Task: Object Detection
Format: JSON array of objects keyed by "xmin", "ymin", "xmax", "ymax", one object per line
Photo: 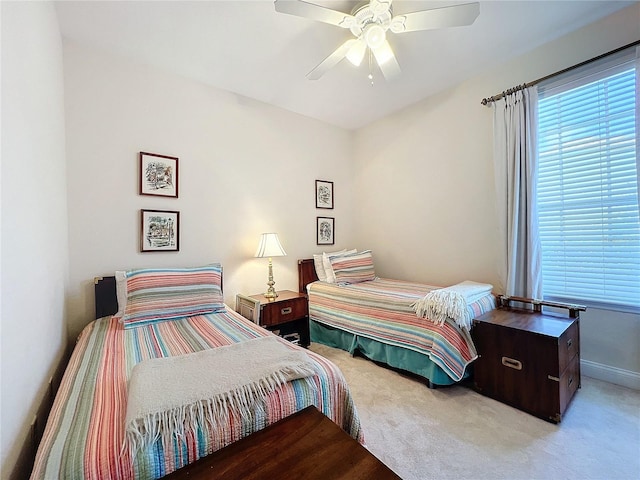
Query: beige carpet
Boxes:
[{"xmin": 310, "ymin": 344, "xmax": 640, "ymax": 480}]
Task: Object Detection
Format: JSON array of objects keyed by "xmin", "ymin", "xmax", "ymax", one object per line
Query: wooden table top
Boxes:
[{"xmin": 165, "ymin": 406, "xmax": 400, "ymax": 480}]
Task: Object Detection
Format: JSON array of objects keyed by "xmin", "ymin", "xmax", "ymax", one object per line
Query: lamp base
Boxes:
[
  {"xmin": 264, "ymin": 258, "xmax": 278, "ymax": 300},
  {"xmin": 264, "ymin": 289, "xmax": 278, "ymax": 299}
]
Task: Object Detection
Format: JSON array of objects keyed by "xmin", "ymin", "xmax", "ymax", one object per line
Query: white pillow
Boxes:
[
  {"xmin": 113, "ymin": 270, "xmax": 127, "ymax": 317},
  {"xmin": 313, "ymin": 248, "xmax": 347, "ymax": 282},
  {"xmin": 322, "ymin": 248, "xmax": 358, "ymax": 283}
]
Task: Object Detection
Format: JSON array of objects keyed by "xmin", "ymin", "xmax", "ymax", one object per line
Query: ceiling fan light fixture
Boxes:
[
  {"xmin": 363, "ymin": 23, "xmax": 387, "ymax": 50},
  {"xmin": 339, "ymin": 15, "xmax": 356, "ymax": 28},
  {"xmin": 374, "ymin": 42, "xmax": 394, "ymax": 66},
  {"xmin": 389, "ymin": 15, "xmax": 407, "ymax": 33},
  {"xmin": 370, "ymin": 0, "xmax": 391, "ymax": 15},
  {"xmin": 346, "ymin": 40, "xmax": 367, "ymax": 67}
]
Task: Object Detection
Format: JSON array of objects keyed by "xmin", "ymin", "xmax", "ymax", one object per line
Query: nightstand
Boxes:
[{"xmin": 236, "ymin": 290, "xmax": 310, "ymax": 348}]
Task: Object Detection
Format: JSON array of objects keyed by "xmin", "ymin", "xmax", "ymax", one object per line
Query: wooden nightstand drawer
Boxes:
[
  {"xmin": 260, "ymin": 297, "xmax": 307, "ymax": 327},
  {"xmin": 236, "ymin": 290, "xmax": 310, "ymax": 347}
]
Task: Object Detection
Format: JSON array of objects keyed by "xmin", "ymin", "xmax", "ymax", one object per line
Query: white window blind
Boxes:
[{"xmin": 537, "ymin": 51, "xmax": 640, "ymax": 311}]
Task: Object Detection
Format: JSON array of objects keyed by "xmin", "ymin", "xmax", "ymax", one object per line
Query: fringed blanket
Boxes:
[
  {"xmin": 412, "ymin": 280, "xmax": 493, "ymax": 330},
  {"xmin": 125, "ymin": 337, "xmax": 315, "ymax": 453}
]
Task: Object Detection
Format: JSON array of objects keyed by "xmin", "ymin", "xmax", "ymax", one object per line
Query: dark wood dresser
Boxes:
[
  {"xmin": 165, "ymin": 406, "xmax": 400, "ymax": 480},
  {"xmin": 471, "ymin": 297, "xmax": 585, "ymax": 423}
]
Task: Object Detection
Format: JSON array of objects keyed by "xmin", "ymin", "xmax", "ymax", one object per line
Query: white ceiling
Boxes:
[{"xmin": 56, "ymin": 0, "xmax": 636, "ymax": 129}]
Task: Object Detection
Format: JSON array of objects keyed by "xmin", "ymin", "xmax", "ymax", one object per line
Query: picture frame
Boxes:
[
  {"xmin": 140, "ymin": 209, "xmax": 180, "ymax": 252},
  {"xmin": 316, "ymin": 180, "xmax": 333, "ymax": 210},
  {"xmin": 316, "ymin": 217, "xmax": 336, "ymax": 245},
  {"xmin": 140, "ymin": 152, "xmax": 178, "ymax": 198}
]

WHAT IS EXPECTED
Pick out every line of the records above that contains the word "wooden", and copy each of those lines.

ANSWER TO THIS PROBLEM
Query: wooden table top
Query: wooden nightstand drawer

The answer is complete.